- [Problem to solve]: Edit the items below, replacing "Tag each instance" with "Mark every instance" everywhere it occurs and leaving all other text unchanged.

## Start Supplied material

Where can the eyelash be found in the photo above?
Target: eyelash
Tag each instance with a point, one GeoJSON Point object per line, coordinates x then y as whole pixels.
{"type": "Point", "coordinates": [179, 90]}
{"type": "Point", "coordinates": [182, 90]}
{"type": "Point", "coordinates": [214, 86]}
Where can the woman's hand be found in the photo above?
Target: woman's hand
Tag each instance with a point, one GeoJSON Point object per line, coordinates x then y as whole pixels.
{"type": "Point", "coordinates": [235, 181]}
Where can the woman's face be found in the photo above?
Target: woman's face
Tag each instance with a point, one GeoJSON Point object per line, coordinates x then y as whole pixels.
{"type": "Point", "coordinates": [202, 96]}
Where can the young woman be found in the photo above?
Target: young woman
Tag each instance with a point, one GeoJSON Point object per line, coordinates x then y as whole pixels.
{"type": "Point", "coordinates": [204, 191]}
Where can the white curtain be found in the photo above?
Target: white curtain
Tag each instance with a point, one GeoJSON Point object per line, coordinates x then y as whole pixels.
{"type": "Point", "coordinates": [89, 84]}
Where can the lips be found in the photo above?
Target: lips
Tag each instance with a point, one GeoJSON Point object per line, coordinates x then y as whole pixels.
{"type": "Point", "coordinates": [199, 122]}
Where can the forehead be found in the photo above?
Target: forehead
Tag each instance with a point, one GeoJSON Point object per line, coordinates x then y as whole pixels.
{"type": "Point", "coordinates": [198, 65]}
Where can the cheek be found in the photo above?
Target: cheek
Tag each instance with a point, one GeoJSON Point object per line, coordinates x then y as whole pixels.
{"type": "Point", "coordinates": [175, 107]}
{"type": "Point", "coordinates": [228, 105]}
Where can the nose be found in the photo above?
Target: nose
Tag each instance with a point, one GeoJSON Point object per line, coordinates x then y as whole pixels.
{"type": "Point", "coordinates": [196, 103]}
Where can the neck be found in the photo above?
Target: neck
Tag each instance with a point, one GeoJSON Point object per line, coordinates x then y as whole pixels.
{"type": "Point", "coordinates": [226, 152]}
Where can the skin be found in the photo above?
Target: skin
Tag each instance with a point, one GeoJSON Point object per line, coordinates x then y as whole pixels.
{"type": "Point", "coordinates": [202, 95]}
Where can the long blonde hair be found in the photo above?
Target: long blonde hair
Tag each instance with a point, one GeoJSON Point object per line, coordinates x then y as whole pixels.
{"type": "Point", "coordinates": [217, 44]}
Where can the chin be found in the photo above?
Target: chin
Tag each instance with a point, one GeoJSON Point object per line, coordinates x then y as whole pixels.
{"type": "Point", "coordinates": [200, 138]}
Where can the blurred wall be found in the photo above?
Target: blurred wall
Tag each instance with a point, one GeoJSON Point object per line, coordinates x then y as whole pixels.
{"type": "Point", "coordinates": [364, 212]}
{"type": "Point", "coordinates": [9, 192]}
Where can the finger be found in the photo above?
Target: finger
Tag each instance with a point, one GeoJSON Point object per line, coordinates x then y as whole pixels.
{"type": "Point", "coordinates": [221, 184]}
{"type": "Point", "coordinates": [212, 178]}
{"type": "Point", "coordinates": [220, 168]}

## End Supplied material

- [Output for this task]:
Where can the eyelash be found in the photo above?
Target: eyelash
Mark every instance with a point, one GeoJSON Point object per line, coordinates x then y as whole pixels.
{"type": "Point", "coordinates": [179, 90]}
{"type": "Point", "coordinates": [182, 90]}
{"type": "Point", "coordinates": [214, 86]}
Where can the woman's hand be found in the photo above?
Target: woman's hand
Mark every instance with a point, one GeoJSON Point object per line, coordinates x then y as whole pixels.
{"type": "Point", "coordinates": [235, 181]}
Where can the woman's face be found in the photo above?
Target: woman's face
Mark every instance with a point, one GeoJSON Point object per line, coordinates x then y as whole pixels.
{"type": "Point", "coordinates": [202, 96]}
Where can the young woman be found in the photo above?
Target: young woman
Mark every instance with a point, one GeoJSON Point object per line, coordinates x then y as whole pixels.
{"type": "Point", "coordinates": [204, 191]}
Where can the white curtain be found in the photo above?
Target: white curtain
Mark every instance with a point, one GeoJSON Point object per line, coordinates x then y as whole pixels.
{"type": "Point", "coordinates": [89, 84]}
Where can the lips be found in the photo above?
Target: lips
Mark every instance with a point, one GeoJSON Point object per line, coordinates x then y as whole pixels.
{"type": "Point", "coordinates": [199, 122]}
Where can the forehead be found in the photo above?
Target: forehead
Mark every instance with a point, one GeoJSON Point object per line, coordinates x then y as whole pixels.
{"type": "Point", "coordinates": [198, 65]}
Where can the cheek be found in the photo above?
Target: cheek
Mark every instance with a point, one GeoJSON Point object per line, coordinates x then y as whole pixels.
{"type": "Point", "coordinates": [175, 107]}
{"type": "Point", "coordinates": [228, 105]}
Where can the nose be found in the photo above?
Target: nose
Mark every instance with a point, one GeoJSON Point object per line, coordinates x then y as whole pixels.
{"type": "Point", "coordinates": [196, 103]}
Where can the neck be found in the photo above?
Target: neck
Mark every instance with a point, one GeoJSON Point object per line, coordinates x then y as whole pixels.
{"type": "Point", "coordinates": [226, 152]}
Where can the skin be found in the photo above?
Target: skin
Mark every instance with a point, one GeoJSON Point object per line, coordinates x then y as whole pixels.
{"type": "Point", "coordinates": [202, 95]}
Where can the long blonde hair be found in the photo above?
Target: long blonde hair
Mark every instance with a point, one GeoJSON Point object per line, coordinates x then y as whole pixels.
{"type": "Point", "coordinates": [217, 44]}
Where can the chin be found in the photo above?
Target: chin
Mark every instance with a point, one GeoJSON Point object per line, coordinates x then y as whole pixels.
{"type": "Point", "coordinates": [200, 138]}
Where can the blurred wall be found in the photo above?
Target: blurred wall
Mark every instance with a point, one GeoJSON Point object per line, coordinates x then y as whole pixels.
{"type": "Point", "coordinates": [364, 212]}
{"type": "Point", "coordinates": [9, 192]}
Where can the finger be found in the photo above?
Target: finger
Mark every instance with a point, one GeoJSON Point object per line, coordinates x then y as whole pixels.
{"type": "Point", "coordinates": [221, 184]}
{"type": "Point", "coordinates": [212, 178]}
{"type": "Point", "coordinates": [220, 168]}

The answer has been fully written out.